(Directions for this task)
Look for the word "form" in the material below, then report each line where it occurs.

(Exercise inputs)

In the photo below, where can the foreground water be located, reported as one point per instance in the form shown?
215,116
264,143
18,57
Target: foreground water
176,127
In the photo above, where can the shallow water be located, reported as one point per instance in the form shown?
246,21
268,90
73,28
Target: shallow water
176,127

(End Exercise inputs)
(Exercise inputs)

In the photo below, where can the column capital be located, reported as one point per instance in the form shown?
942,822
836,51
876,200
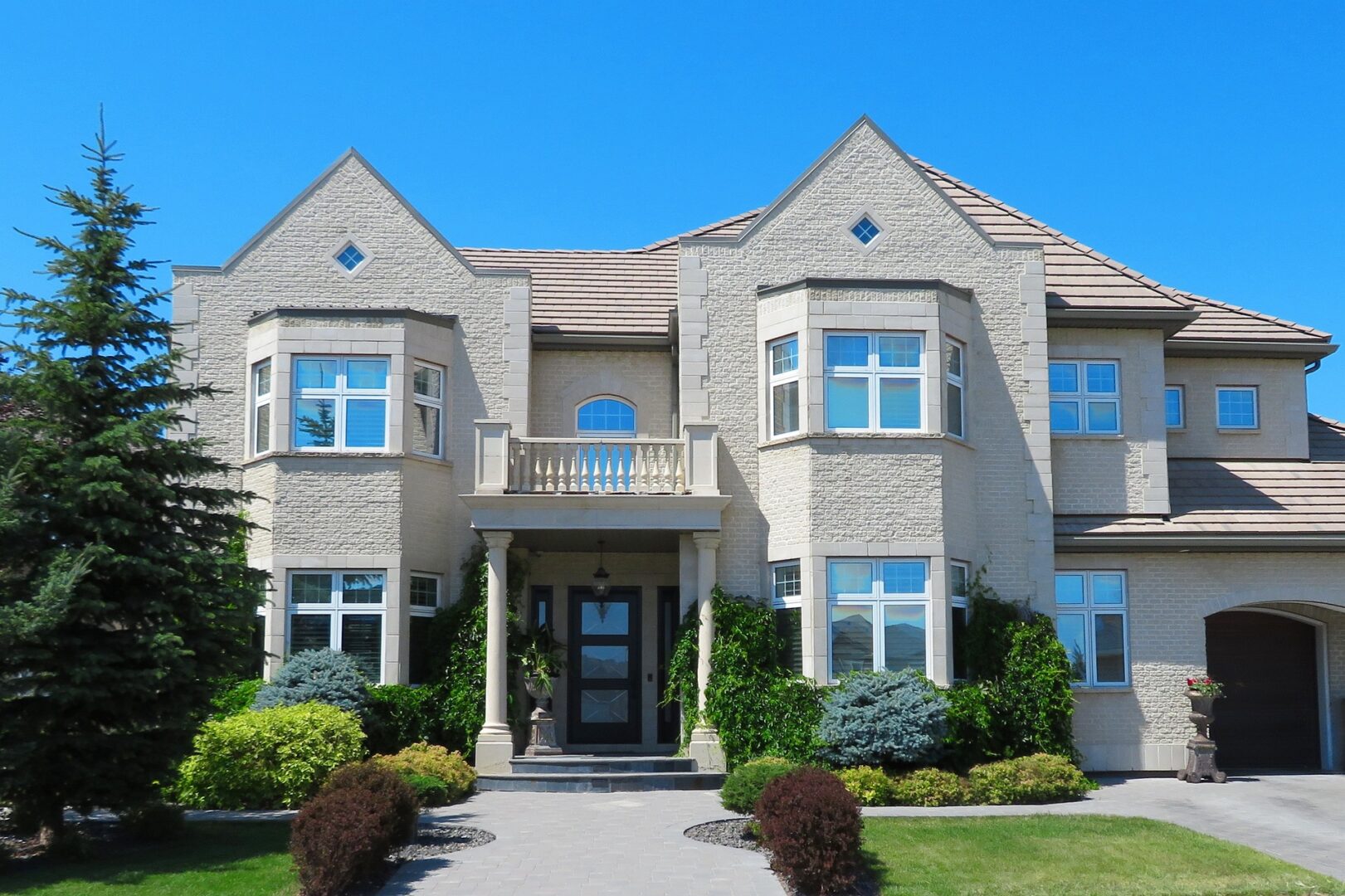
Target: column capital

(End Exercise inputs)

(Response below)
In the photo below, where can the foreground water be located, reported as one point per instance in the form shown?
In the photo above, where can the shallow water be located, reported as one point per instance in the form shown?
In the photo below, where can the column capital be located, reported as one point per instance in the form shown?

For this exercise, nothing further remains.